■ **PROBLEM STATEMENT**
List every line of the records that contains the string "each", treating uppercase and lowercase letters as distinct.

■ **GIVEN ENTRIES**
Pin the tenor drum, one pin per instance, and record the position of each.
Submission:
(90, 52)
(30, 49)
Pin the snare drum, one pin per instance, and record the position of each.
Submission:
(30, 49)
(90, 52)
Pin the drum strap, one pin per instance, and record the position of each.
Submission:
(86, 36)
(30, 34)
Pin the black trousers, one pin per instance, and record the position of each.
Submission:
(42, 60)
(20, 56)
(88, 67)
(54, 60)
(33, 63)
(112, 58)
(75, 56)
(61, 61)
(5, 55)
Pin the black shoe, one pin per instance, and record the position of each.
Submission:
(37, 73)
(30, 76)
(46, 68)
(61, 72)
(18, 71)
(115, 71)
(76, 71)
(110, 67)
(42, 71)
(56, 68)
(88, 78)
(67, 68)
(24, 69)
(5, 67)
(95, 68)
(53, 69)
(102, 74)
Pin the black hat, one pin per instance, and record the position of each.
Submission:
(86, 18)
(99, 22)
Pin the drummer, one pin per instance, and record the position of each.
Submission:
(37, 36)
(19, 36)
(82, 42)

...

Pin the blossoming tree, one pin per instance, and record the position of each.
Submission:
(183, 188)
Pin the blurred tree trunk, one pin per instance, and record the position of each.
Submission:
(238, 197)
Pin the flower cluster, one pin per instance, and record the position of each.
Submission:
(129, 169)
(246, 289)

■ **EXPECTED ANSWER**
Pin the tenor drum, one pin per instance, and record the position of each.
Pin the snare drum, one pin per instance, and record the position of each.
Pin the drum strap, one pin per instance, and record the position of each.
Pin the black trousers, one pin per instance, and record the position of each.
Pin the black shoe, one pin per instance, and record the position of each.
Pin the black hat, one pin per instance, and record the position of each.
Pin the drummer, one pin per instance, and record the position of each.
Pin the blossoming tree, one pin per instance, and record the position of each.
Pin the blurred tree trunk, one pin per instance, and record the position of each.
Pin the flower cluster, one pin per instance, and record the position of each.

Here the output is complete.